==== LISTED RECORDS
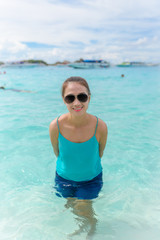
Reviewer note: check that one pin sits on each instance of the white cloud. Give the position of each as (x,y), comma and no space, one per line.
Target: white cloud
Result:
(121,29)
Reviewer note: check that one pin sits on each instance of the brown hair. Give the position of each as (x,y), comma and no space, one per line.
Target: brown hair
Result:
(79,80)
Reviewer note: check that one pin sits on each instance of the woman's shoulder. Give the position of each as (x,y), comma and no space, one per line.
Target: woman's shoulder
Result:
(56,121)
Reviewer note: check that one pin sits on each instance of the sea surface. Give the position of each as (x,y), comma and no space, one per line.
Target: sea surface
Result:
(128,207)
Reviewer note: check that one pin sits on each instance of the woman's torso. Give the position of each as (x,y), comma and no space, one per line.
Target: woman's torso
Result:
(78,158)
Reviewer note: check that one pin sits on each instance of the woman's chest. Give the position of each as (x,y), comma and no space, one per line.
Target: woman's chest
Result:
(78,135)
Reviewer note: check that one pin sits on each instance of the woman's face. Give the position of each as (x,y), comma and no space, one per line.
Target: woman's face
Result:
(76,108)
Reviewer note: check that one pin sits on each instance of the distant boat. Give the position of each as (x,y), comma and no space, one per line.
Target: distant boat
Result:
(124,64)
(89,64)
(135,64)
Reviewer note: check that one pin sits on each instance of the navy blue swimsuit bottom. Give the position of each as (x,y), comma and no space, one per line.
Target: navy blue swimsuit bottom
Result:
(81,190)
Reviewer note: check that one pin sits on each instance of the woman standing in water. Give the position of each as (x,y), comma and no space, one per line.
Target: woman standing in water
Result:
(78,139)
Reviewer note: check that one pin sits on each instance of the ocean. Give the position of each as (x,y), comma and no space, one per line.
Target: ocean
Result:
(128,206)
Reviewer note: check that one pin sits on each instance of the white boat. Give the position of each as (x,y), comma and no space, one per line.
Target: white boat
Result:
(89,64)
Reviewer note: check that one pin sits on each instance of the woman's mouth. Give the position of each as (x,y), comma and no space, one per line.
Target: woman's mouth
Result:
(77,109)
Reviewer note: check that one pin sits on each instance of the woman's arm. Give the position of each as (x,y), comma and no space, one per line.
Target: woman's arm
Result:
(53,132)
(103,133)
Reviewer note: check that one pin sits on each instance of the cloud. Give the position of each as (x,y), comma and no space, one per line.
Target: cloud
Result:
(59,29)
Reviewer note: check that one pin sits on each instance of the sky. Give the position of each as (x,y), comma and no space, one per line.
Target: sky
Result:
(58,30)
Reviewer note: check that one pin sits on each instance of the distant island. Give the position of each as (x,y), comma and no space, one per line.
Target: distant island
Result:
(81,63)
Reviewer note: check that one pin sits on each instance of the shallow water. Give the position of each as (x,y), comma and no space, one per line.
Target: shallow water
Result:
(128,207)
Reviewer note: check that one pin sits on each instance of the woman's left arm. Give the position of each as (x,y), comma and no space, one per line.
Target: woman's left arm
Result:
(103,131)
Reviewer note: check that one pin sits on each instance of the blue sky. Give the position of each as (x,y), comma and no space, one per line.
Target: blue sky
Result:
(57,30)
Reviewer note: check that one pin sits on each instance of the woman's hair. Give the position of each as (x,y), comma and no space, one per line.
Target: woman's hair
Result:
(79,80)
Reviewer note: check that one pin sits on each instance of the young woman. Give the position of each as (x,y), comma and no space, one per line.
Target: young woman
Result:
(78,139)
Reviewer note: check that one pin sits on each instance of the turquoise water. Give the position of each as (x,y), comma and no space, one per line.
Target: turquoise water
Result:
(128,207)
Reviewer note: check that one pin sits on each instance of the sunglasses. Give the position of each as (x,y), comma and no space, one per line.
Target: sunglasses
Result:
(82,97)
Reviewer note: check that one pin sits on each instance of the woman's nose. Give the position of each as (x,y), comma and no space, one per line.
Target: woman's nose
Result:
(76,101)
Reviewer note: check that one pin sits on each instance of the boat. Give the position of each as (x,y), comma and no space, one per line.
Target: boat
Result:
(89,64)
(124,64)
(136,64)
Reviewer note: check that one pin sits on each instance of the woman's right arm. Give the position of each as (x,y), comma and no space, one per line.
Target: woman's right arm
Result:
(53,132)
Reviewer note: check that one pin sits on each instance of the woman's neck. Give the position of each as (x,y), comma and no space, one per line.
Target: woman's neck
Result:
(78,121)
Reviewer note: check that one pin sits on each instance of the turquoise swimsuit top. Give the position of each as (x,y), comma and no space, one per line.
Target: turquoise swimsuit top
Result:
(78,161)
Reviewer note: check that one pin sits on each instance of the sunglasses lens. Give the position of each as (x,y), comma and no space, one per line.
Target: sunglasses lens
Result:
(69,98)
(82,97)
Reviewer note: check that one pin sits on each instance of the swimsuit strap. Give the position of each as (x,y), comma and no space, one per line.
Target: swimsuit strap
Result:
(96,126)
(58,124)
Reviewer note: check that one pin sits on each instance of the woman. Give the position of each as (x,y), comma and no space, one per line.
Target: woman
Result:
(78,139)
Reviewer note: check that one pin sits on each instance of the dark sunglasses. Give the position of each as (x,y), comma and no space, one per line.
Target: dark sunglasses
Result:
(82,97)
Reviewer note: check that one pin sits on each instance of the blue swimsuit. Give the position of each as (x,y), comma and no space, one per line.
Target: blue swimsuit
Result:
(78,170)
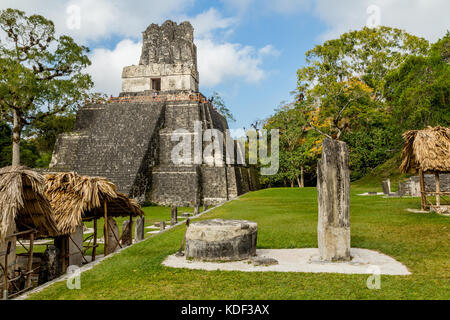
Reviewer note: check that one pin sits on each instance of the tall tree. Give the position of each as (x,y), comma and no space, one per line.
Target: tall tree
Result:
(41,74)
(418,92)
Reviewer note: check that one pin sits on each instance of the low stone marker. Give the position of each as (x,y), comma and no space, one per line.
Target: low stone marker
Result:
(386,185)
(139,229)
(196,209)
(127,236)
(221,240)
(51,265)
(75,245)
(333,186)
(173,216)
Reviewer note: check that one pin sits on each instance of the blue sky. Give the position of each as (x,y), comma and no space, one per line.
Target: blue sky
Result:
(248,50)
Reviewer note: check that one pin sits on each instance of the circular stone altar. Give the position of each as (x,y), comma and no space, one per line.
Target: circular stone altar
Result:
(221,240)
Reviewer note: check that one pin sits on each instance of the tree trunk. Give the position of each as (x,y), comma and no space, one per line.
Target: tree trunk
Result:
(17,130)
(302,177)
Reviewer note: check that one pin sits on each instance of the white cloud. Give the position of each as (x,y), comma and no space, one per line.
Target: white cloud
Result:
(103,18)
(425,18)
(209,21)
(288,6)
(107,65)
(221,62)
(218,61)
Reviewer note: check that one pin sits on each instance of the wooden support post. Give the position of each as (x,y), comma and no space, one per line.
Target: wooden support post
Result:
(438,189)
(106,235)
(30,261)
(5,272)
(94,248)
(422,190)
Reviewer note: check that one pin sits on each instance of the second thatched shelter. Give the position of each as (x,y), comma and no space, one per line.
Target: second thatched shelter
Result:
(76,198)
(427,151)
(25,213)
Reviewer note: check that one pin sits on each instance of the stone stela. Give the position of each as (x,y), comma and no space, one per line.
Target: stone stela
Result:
========
Look through the entries above. Copy out every line holding the word "circular".

_RESPONSE AREA:_
Reviewer note: check that one pin sits on each instance of the circular stone altar. Give the position of each as (x,y), comma and no space, one per line.
Target: circular stone altar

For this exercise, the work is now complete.